EXERCISE >> Pick out each line below that contains the string "outdoor" and copy those lines. Case matters.

____

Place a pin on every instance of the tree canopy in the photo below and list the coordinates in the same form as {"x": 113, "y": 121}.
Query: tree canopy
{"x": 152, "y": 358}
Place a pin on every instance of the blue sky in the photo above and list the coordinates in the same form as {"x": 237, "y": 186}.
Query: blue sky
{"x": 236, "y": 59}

____

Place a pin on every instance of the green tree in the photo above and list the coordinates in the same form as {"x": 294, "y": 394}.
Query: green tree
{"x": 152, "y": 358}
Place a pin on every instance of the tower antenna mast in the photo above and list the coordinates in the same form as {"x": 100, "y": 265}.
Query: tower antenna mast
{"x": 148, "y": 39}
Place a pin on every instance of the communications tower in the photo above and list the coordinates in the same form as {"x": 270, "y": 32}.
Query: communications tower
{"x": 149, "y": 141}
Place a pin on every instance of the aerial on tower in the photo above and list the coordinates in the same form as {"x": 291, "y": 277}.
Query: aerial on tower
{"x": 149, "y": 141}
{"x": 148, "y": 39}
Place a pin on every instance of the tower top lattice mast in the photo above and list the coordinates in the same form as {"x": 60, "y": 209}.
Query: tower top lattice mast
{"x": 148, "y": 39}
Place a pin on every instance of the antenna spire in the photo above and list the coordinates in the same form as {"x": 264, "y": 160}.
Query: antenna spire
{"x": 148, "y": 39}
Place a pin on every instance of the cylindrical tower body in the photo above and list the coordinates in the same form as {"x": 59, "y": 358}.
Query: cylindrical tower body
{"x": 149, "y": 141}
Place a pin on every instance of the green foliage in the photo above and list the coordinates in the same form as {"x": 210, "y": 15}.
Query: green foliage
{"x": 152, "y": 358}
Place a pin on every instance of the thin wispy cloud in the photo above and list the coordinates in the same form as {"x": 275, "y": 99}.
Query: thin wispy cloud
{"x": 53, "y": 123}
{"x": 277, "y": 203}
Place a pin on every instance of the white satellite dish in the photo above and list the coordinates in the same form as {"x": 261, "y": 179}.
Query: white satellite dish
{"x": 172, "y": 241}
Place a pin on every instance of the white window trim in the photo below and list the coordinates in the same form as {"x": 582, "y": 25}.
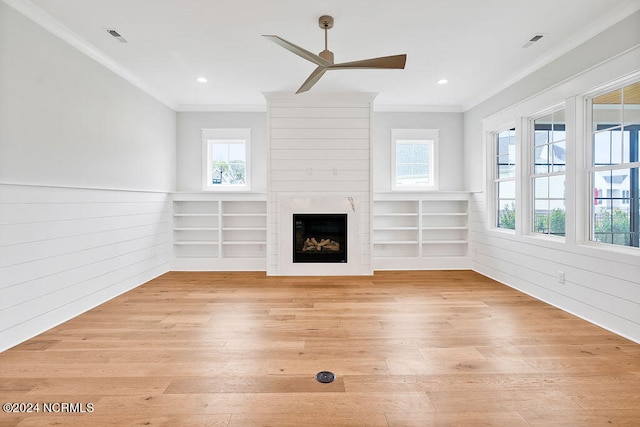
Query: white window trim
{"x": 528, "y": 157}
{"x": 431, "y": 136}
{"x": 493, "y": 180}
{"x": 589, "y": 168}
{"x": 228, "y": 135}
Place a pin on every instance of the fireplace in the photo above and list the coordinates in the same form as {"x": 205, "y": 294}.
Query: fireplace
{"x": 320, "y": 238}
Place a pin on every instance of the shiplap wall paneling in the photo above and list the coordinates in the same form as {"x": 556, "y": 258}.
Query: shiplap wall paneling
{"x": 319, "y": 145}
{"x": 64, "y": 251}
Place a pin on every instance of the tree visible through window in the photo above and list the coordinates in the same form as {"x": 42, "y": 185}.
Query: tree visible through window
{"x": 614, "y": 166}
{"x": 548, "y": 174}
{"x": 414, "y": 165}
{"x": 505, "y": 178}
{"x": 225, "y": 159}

____

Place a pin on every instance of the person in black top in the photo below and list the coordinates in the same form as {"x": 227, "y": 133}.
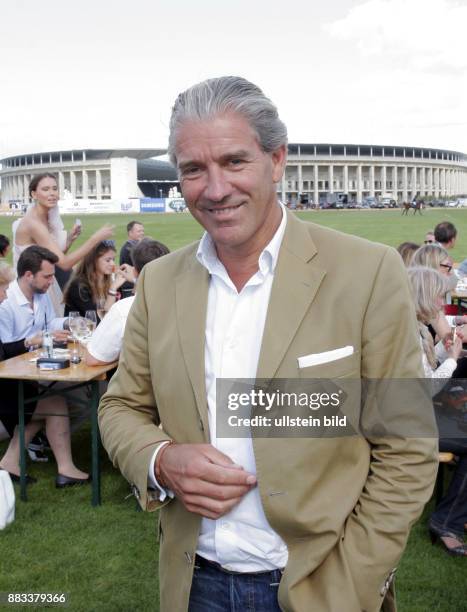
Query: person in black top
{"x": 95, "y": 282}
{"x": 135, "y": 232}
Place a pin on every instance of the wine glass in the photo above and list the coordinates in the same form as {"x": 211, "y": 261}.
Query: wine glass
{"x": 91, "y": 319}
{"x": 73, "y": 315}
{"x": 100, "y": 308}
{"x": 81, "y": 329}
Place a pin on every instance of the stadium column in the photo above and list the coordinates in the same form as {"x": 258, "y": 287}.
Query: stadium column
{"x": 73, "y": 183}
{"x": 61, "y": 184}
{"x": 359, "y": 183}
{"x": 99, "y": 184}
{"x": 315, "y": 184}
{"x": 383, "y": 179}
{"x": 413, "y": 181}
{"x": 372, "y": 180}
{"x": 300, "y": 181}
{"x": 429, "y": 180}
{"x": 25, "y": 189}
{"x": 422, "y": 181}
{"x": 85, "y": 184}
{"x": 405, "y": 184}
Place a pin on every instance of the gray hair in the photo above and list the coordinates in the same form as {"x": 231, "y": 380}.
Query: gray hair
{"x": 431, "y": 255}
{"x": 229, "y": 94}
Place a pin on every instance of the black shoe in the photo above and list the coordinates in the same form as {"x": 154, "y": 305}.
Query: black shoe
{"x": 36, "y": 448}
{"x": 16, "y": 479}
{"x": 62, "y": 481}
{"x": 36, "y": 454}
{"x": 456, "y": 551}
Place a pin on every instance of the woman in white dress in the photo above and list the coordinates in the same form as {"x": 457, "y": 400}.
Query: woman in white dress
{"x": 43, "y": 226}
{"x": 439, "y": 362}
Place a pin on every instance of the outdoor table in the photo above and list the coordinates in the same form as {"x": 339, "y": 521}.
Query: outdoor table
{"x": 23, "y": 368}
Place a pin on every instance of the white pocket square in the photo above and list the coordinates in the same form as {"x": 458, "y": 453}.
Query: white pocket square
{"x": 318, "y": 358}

____

FINISHED TASK >>
Place a pin on every instance of the outdoor table in the photo above and list the coordinates in the same form as {"x": 339, "y": 521}.
Query: outdoor table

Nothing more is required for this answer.